[TASK STATEMENT]
Show each line of the data below that contains the string "jacket", copying every such line in full.

============

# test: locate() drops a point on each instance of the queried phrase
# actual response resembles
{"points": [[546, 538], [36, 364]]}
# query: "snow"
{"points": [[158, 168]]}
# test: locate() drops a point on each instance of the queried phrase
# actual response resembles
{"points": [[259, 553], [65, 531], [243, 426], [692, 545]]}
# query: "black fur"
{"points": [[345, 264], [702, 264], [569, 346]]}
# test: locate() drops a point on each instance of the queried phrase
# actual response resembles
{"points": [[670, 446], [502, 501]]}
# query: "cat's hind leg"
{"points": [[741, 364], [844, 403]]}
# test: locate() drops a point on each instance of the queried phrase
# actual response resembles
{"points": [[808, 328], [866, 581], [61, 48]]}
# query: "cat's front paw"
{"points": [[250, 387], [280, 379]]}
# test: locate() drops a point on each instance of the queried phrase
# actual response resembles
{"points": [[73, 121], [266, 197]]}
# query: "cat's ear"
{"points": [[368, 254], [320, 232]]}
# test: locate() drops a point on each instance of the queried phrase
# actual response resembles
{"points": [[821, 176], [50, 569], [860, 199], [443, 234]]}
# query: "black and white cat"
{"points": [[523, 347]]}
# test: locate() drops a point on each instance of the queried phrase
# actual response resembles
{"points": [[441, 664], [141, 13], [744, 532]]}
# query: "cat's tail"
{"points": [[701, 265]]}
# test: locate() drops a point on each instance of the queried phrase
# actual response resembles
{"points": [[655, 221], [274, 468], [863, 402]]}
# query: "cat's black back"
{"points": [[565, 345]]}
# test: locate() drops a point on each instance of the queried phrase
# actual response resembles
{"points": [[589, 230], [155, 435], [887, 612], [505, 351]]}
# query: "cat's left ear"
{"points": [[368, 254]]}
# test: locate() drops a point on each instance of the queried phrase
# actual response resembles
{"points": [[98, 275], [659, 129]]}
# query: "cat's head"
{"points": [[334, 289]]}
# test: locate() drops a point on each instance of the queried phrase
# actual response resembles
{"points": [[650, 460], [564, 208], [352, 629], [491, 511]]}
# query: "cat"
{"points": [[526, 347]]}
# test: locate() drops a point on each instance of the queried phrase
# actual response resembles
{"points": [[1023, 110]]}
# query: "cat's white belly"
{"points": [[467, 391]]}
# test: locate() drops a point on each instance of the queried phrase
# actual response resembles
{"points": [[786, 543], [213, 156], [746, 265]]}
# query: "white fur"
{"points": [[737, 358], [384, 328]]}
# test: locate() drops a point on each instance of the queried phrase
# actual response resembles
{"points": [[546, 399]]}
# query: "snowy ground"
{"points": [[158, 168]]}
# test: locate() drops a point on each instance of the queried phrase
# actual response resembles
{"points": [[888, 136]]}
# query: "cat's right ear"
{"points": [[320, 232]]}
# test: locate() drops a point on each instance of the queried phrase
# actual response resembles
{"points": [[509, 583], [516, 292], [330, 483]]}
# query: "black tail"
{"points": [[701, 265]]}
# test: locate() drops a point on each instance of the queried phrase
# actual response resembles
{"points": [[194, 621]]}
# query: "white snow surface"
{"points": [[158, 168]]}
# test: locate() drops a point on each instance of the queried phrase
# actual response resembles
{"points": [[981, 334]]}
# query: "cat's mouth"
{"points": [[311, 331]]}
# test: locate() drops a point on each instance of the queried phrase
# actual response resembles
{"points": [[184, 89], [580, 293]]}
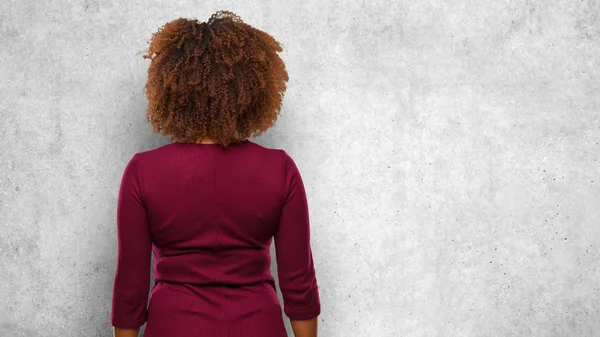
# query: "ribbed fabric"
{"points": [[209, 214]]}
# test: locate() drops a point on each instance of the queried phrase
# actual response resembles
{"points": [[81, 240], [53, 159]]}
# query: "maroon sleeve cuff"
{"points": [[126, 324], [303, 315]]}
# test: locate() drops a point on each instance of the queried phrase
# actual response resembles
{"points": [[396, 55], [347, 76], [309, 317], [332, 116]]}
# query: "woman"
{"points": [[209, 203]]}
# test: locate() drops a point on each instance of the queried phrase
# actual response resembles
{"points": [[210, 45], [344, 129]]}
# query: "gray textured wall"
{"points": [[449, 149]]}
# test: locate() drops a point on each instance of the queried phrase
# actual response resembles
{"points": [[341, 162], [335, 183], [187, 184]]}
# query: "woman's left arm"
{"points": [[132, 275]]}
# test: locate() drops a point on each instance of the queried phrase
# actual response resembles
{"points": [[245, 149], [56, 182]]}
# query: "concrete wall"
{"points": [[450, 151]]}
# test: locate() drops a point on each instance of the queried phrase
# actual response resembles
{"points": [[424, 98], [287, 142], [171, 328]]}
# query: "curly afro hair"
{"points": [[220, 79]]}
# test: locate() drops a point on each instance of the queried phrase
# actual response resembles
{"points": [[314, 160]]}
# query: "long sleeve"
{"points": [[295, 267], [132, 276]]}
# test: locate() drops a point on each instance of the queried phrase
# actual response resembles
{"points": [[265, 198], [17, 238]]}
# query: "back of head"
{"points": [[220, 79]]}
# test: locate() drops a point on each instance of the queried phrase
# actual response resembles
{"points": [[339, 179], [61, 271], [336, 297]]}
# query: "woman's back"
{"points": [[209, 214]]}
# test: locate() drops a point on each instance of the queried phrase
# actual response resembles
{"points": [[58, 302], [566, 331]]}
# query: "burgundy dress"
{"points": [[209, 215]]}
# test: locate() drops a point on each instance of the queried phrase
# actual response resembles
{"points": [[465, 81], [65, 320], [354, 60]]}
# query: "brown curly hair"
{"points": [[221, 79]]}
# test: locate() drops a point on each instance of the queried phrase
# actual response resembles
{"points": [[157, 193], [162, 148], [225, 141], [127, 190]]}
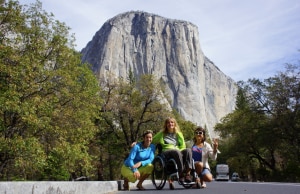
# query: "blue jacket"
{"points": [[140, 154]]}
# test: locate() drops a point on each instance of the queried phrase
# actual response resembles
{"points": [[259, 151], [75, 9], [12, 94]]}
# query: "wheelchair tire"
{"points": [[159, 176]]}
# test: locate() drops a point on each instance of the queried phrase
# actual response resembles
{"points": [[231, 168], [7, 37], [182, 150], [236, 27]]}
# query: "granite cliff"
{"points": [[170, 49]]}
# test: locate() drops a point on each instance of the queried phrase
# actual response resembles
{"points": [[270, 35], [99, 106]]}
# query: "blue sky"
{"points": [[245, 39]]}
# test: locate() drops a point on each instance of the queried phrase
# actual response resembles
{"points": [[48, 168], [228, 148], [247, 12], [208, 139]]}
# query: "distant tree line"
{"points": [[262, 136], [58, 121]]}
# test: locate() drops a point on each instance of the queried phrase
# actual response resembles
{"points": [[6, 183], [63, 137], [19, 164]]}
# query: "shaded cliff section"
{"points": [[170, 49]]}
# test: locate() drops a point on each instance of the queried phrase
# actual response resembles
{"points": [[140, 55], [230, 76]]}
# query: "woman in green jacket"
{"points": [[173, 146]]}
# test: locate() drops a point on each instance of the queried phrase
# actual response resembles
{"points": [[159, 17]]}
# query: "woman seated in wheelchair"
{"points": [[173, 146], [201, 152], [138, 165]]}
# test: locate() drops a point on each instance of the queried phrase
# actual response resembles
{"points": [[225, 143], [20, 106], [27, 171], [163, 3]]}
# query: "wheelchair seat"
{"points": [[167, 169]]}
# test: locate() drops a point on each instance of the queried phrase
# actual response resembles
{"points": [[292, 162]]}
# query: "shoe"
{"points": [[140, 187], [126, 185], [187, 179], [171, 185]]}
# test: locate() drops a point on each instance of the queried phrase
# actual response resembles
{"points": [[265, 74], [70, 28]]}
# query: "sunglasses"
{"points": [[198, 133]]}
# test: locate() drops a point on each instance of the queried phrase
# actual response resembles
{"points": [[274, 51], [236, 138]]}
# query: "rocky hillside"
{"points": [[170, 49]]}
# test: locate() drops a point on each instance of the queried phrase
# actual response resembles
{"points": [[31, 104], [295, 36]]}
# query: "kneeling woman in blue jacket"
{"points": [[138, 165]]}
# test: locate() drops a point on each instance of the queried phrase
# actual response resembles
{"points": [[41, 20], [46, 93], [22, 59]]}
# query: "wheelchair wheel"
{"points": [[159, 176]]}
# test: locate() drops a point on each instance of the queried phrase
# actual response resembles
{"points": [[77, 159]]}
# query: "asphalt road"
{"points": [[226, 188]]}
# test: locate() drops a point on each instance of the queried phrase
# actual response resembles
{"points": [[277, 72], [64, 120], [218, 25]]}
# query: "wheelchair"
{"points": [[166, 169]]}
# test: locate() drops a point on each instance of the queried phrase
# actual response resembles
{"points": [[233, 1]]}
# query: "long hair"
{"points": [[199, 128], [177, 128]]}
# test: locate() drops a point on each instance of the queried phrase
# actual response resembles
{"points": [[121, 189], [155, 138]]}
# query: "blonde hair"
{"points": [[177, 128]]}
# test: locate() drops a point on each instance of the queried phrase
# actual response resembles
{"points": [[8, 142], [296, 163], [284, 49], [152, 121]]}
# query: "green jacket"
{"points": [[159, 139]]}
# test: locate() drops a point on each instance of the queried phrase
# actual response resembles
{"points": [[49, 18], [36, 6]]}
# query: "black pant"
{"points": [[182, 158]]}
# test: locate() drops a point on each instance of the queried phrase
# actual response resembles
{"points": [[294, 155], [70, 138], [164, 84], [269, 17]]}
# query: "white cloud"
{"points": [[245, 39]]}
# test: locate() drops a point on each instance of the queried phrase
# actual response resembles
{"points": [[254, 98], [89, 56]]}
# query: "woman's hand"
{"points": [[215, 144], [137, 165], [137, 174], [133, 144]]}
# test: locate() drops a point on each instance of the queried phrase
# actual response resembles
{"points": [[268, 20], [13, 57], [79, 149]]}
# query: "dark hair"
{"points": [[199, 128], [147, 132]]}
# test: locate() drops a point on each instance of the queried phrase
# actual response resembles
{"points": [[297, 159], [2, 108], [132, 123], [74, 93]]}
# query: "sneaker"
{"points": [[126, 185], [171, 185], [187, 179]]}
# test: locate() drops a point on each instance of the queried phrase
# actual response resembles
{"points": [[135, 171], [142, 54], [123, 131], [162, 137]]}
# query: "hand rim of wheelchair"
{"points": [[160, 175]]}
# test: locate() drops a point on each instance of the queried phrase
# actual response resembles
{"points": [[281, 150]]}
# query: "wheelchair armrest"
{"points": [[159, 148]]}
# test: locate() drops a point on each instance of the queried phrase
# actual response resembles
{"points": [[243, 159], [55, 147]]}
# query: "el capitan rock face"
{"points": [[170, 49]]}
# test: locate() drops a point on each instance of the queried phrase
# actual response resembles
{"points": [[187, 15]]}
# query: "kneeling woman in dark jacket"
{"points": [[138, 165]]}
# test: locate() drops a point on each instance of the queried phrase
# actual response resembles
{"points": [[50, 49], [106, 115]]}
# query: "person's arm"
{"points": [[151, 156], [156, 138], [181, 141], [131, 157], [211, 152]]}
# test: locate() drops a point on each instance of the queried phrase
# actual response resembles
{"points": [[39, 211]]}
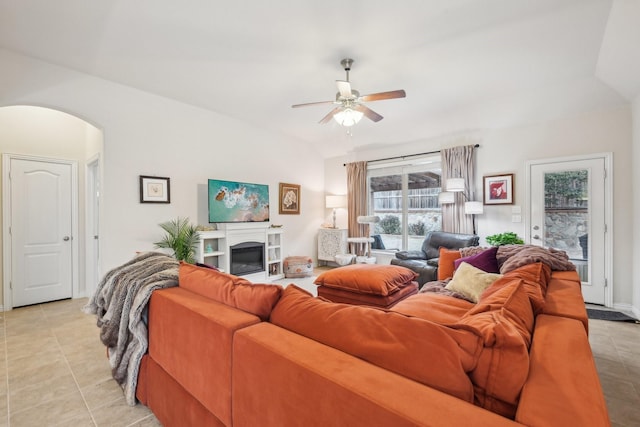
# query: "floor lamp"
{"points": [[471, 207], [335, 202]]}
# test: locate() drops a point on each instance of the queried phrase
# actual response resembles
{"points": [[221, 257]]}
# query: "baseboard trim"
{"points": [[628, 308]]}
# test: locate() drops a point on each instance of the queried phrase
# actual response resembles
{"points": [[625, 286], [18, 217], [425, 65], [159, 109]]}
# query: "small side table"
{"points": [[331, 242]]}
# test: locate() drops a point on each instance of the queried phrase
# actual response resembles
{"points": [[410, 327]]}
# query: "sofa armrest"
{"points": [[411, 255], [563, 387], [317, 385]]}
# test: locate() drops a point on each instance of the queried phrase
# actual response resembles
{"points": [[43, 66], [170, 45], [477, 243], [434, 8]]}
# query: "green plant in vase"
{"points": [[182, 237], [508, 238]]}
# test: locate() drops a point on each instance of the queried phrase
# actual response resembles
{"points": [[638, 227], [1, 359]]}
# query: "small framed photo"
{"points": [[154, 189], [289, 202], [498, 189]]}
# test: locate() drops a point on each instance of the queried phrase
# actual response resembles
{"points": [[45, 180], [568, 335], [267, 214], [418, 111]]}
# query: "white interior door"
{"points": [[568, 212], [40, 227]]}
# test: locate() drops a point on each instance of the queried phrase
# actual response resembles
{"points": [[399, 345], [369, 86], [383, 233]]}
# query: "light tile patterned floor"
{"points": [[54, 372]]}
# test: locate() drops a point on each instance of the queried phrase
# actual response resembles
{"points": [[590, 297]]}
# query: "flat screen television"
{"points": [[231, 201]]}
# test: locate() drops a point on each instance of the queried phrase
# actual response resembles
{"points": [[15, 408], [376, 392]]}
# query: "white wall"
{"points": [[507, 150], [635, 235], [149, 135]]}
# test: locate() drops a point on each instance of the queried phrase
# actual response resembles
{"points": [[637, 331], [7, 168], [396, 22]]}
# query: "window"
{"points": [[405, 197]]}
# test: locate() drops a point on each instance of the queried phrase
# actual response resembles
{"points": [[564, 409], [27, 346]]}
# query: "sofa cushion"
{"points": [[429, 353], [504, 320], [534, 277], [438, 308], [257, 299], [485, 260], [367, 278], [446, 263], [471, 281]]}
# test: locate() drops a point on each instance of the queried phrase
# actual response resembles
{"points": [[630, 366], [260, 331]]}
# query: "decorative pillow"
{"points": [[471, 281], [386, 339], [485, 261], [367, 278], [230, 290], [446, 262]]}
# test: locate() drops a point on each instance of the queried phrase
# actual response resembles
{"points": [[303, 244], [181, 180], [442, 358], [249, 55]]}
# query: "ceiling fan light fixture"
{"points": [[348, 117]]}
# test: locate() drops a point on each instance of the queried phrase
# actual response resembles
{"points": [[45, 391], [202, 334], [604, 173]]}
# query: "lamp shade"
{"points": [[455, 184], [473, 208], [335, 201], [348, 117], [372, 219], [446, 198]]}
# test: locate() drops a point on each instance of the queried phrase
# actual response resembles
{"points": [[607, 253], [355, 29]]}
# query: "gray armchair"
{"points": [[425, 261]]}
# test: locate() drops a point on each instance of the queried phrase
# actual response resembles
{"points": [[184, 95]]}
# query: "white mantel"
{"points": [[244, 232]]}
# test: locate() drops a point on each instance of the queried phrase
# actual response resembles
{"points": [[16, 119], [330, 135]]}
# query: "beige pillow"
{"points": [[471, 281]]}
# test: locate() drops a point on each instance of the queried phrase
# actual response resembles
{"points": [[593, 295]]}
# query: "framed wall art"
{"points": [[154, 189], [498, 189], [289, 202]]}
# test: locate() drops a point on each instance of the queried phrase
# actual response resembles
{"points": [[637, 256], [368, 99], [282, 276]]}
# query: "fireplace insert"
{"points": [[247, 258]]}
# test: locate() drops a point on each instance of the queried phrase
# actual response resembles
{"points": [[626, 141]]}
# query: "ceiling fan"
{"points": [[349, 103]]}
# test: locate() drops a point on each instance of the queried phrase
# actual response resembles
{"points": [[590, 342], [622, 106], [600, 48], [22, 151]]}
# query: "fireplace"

============

[FINAL ANSWER]
# query: "blue jacket"
# query: "woman in green jacket"
# query: "kneeling woman in blue jacket"
# query: "green jacket"
# query: "kneeling woman in dark jacket"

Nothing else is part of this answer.